SUPPLIED TEXT START

Protein function prediction with GO - Part 3 #64

aditya0by0 · 2024-11-04T12:07:11Z

PR for the Issue Protein function prediction with GO #36

Note: The above issue will be implemented in 3 PRs:

Protein function prediction with GO #39 (Merged)
Protein function prediction with GO - Part 2 #57 (Merged)
Protein function prediction with GO - Part 3 #64
PR for the issue Add SCOPe dataset to our pipeline #67

Changes to be done in this PR

evaluation: Evaluate using the same metrics as DeepGO for comparing the models

on a new branch: metrics for evaluation (I talked to Martin about the Fmax score: Although it has some methodological issues, we should include it in our evaluation to do a comparison with DeepGO)

DeepGO-SE (paper): use these results as a baseline, integrate their data into our pipeline (there is a link to the dataset on their github page

- migration from deep go format to chebai->go_uniprot format

- #36 (comment)

- +migration structure changes

aditya0by0 · 2024-11-13T22:45:41Z

I have made the suggested changes for migration. Please check.

Config for DeepGO1:

class_path: chebai.preprocessing.datasets.go_uniprot.DeepGO1MigratedData
init_args:
  go_branch: "MF"
  max_sequence_length: 1002
  reader_kwargs: {n_gram: 3}

Config for DeepGO2:

class_path: chebai.preprocessing.datasets.go_uniprot.DeepGO2MigratedData
init_args:
  go_branch: "MF"
  max_sequence_length: 1000
  reader_kwargs: {n_gram: 3}

- consider proteins domain in the dataset which maps to any selected node irrespective of the hierarchy level

- https://stackoverflow.com/a/24871316/17626445

- prop annotations has both direct and transitive annotations

aditya0by0 · 2025-02-28T11:15:19Z

@sfluegel05, I have made the suggested changes for scope. Please check.
The notebook-tutorial for scope is also completed. Please review the notebook.

For DeepGO2, I re-checked the code and didn't find any discrepancy between our implementation and theirs.

chebai/models/ffn.py

sfluegel05 · 2025-03-04T08:34:47Z

@sfluegel05, I have made the suggested changes for scope. Please check.

I have generated a new SCOPe50 dataset, but there still seem to be labels which have 0 protein sequences assigned to them. Could you have a look at that?

aditya0by0 · 2025-03-10T12:13:26Z

@sfluegel05, I have made the suggested changes for scope. Please check.

I have generated a new SCOPe50 dataset, but there still seem to be labels which have 0 protein sequences assigned to them. Could you have a look at that?

@sfluegel05, I have resolved this issue, Please check.

sfluegel05 · 2025-03-12T16:51:54Z

Now, the number of instances per label is at least 1, but still less than 50 in many cases. The main issue seems to be that the threshold is applied before most of the processing. In the function graph_to_raw_dataset(), the graph is given as an input. Based on that graph, the threshold is applied and only after that, you do all the resolving from domains to class labels and sequences.

SUPPLIED TEXT END

In the pull request thread above, what value is max_sequence_length set to in the config for DeepGO2?

GIVEN ENTRIES START

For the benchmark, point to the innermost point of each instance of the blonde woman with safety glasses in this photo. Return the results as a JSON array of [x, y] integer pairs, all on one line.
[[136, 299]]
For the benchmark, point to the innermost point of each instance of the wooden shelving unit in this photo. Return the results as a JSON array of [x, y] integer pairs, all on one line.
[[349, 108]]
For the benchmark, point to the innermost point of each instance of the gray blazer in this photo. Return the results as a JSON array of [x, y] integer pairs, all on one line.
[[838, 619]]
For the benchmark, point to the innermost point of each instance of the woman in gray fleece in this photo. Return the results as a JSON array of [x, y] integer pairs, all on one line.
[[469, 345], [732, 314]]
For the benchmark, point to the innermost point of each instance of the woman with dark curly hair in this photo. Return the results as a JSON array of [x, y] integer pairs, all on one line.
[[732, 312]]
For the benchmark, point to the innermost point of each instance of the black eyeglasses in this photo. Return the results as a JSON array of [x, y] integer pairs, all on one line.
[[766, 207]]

GIVEN ENTRIES END

* _RESPONSE BOX_: 1000